BRIEF » Every line from the top of the records through the line containing "Target: gray countertop" should be retyped exactly; the pictures should not.

DATA SHOWN »

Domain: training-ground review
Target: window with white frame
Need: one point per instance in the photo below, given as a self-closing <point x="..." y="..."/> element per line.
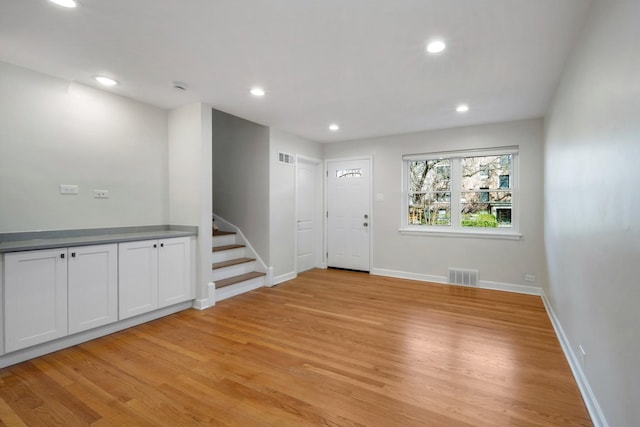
<point x="462" y="191"/>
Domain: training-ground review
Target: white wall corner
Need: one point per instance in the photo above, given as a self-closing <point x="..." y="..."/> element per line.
<point x="209" y="301"/>
<point x="407" y="275"/>
<point x="510" y="287"/>
<point x="269" y="279"/>
<point x="593" y="407"/>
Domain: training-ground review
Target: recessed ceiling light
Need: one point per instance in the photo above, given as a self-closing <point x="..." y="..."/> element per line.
<point x="65" y="3"/>
<point x="436" y="46"/>
<point x="105" y="81"/>
<point x="182" y="87"/>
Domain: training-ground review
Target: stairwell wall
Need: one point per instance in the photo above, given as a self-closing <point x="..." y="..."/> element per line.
<point x="240" y="160"/>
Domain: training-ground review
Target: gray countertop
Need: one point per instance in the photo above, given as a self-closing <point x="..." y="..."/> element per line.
<point x="28" y="241"/>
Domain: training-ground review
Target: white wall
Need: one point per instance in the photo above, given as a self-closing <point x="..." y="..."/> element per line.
<point x="282" y="216"/>
<point x="241" y="177"/>
<point x="592" y="226"/>
<point x="55" y="132"/>
<point x="190" y="184"/>
<point x="500" y="261"/>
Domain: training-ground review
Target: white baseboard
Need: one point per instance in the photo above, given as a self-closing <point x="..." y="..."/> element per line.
<point x="284" y="277"/>
<point x="597" y="416"/>
<point x="408" y="275"/>
<point x="483" y="284"/>
<point x="510" y="287"/>
<point x="209" y="300"/>
<point x="240" y="288"/>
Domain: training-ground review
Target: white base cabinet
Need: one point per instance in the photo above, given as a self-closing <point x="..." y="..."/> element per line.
<point x="55" y="292"/>
<point x="153" y="274"/>
<point x="35" y="297"/>
<point x="61" y="295"/>
<point x="92" y="286"/>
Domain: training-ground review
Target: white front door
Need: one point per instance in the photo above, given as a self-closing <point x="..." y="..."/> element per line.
<point x="348" y="219"/>
<point x="308" y="213"/>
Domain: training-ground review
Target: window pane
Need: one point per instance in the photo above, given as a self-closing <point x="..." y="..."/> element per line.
<point x="486" y="172"/>
<point x="430" y="208"/>
<point x="486" y="209"/>
<point x="429" y="175"/>
<point x="349" y="173"/>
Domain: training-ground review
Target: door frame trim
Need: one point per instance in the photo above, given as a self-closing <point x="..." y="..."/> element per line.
<point x="319" y="163"/>
<point x="368" y="158"/>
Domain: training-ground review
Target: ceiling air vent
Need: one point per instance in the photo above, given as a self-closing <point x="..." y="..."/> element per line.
<point x="286" y="158"/>
<point x="459" y="276"/>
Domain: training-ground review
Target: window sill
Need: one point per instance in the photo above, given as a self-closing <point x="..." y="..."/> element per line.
<point x="422" y="231"/>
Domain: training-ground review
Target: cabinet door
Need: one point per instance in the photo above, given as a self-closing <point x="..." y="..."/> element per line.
<point x="35" y="299"/>
<point x="174" y="271"/>
<point x="137" y="277"/>
<point x="92" y="286"/>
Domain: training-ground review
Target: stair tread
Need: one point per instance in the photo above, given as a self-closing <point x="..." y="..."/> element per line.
<point x="231" y="262"/>
<point x="237" y="279"/>
<point x="226" y="247"/>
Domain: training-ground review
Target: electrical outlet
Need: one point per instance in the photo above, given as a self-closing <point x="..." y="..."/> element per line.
<point x="68" y="189"/>
<point x="100" y="194"/>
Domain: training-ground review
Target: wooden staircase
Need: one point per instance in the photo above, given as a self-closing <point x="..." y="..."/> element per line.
<point x="234" y="272"/>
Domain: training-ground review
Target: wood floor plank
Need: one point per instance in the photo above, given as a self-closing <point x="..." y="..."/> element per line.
<point x="329" y="348"/>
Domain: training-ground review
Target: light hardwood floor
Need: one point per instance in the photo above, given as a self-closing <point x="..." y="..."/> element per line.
<point x="328" y="348"/>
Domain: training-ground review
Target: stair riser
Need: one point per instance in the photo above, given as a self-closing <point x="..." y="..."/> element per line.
<point x="239" y="288"/>
<point x="227" y="239"/>
<point x="227" y="255"/>
<point x="233" y="270"/>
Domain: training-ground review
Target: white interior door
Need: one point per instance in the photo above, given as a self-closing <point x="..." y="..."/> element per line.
<point x="309" y="214"/>
<point x="348" y="204"/>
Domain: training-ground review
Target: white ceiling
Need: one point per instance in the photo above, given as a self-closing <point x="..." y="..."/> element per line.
<point x="360" y="63"/>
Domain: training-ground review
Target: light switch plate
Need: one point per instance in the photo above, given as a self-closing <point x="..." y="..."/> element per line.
<point x="68" y="189"/>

EXERCISE ANSWER »
Domain: training-ground review
Target: window with white frame
Need: one point per instance in the photo below, given as a self-closing <point x="..." y="..."/> element per line.
<point x="462" y="191"/>
Domain: training-ground review
Target: white wall corner
Need: one point per instance in the photo above, given as a self-closing <point x="..." y="..."/> element per line.
<point x="209" y="301"/>
<point x="407" y="275"/>
<point x="510" y="287"/>
<point x="269" y="279"/>
<point x="593" y="407"/>
Domain: training-ground review
Target: recessed ceiling light
Need: one point per instance in the photo above, given as a self-closing <point x="..." y="..."/> element per line.
<point x="65" y="3"/>
<point x="436" y="46"/>
<point x="105" y="81"/>
<point x="182" y="87"/>
Domain: training-ground review
Target: stairwell wall
Need: one point per instance in the photo above, given as a self-closing <point x="..." y="..."/> element per line.
<point x="240" y="160"/>
Domain: training-ground review
Target: gray countertop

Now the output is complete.